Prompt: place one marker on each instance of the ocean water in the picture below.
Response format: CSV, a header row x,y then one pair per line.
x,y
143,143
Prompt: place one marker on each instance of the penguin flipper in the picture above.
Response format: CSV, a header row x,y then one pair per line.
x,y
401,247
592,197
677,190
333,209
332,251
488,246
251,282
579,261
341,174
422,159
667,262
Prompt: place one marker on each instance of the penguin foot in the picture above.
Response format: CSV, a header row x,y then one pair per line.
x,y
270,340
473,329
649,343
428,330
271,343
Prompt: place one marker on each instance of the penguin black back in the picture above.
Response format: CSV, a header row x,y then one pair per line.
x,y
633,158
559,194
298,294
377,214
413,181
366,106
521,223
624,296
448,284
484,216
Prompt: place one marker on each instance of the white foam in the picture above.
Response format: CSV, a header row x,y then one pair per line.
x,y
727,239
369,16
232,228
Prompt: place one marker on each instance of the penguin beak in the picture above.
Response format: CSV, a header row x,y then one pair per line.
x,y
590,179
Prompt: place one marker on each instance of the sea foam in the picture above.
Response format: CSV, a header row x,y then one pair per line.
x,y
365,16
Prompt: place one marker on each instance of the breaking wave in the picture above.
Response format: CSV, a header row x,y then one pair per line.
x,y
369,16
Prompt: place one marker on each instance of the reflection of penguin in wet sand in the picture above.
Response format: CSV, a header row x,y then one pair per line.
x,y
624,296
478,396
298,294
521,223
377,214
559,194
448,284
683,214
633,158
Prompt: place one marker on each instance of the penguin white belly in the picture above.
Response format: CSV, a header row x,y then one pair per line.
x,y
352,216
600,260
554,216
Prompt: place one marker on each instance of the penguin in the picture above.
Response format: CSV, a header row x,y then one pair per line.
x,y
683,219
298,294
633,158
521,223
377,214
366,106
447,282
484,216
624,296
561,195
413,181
◆ ◆ ◆ ◆ ◆ ◆ ◆
What is needed » For each entry above, write out an exact copy.

Solved exercise »
Prompt: place one marker on each instance of the ocean water in the picture below.
Response format: CSV, a header row x,y then one pair per line.
x,y
143,143
Prompt: place one marker on each instance of the penguin flipper in the picture above.
Response format: CSV, a header row x,y then one pair per line.
x,y
401,247
592,197
677,190
333,209
332,251
488,246
251,282
579,261
341,174
422,159
667,262
Prompt: place one marker on each instance of the penguin foot in the picture above.
Response format: CSV, a header row x,y then one pair per line.
x,y
270,340
473,329
649,343
428,330
271,343
Prompt: place one marker on each instance of the penguin black back in the picture above.
Response format: CSV, a header row x,y then one pair per line.
x,y
633,158
559,194
298,294
377,214
413,181
366,106
521,223
624,296
448,284
484,216
Prompt: place one marker on each instance of the white foam in the picture above.
Response format: CSV, a header row x,y then one pair per line.
x,y
727,239
369,16
232,228
Prompt: place one marker on each instance of the penguin beak in the picture above.
Response format: CSV, a header row x,y then one pair per line.
x,y
590,179
Prompt: place one marker on each instance of the sea foam in the picture above.
Response format: CSV, a header row x,y then one pair per line.
x,y
365,16
Prompt: place one marker on each instance of the breaking wave in the picture above.
Response format: CSV, a header row x,y then one pair per line.
x,y
369,16
Prompt: place one marker on each instance of the reflection of penguin in wet sand in the picture above.
Response format: CSV, a header row x,y then one pair per line.
x,y
624,296
478,396
298,294
521,223
377,214
559,194
448,284
683,214
633,158
Prompt: place one marker on each instance of the penguin white belly in the picture above.
Response format: CSV, a header row x,y then one pair per line.
x,y
352,216
600,260
554,216
Prompt: place one marker on each instance of the penguin in the picture above.
Response format: CSV, a header row x,y then one pair per line.
x,y
683,219
298,294
633,158
521,223
377,214
366,106
447,282
484,216
624,296
561,195
413,181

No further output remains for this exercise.